## What you are asked to do
Retype every line from the start of the entries below down to the line with "Quality assurance step: we expect the white", both ends included; skip the pictures.

____________

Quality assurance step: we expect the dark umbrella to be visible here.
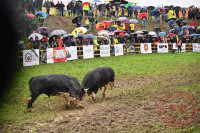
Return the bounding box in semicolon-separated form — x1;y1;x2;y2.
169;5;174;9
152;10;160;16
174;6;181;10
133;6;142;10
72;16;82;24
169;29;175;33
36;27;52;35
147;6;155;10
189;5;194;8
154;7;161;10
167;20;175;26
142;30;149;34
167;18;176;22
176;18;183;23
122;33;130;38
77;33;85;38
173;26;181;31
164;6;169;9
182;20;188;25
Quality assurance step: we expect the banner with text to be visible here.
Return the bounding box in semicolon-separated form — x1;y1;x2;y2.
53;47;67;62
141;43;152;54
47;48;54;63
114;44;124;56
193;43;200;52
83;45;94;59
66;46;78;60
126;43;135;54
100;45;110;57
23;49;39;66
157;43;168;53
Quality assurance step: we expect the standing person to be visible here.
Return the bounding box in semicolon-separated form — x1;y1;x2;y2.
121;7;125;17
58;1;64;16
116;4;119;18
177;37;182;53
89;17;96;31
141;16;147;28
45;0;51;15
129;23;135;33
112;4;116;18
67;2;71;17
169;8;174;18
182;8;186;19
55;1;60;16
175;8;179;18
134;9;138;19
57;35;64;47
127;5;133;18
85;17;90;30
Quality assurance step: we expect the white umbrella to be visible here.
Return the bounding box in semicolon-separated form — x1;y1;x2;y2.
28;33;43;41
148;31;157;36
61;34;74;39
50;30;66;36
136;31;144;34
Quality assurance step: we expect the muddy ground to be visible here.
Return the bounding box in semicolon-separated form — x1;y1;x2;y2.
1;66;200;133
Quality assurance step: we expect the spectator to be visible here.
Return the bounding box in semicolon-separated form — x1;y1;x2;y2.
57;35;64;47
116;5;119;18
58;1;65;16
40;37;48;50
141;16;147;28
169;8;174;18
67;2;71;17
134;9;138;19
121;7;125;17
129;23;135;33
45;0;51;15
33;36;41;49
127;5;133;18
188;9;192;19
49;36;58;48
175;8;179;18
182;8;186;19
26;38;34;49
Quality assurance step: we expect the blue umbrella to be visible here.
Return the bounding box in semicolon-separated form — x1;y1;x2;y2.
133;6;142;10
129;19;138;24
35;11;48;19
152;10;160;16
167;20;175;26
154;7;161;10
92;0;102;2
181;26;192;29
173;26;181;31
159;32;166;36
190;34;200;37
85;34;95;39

____________

## Expected output
Quality assurance step: we expect the dark umbrella to be visible here.
Return the bounding box in semicolon-separated form — x1;y1;x2;y2.
169;5;174;9
152;10;160;16
174;6;181;10
133;6;142;10
72;16;82;24
169;29;175;33
36;27;52;35
147;6;155;10
189;5;194;8
154;7;161;10
167;20;175;26
142;30;149;34
167;18;176;22
176;18;183;23
122;33;130;38
77;33;85;38
173;26;181;31
164;6;169;9
182;20;188;25
Quality assurance step: we expect the banner with text to be visible here.
Return the bounding box in semicolon-separated form — x1;y1;x2;y2.
53;47;67;62
141;43;152;54
47;48;54;63
114;44;124;56
193;43;200;52
83;45;94;59
66;46;78;60
126;43;135;54
100;45;110;57
23;49;39;66
157;43;168;53
Quality assurance step: we expect the standing person to be visible here.
Return the bounding box in semicolon-separated form — x1;y1;x2;y2.
121;7;125;17
58;1;64;16
116;4;119;18
177;37;182;53
89;17;96;31
141;16;147;28
45;0;51;15
129;23;135;33
112;4;116;18
67;2;71;17
169;8;174;18
182;8;186;19
55;1;60;16
175;8;179;18
134;9;138;19
57;35;64;47
127;5;133;18
85;17;90;30
Quality assurance step: we expect the white umbrella to be visible here.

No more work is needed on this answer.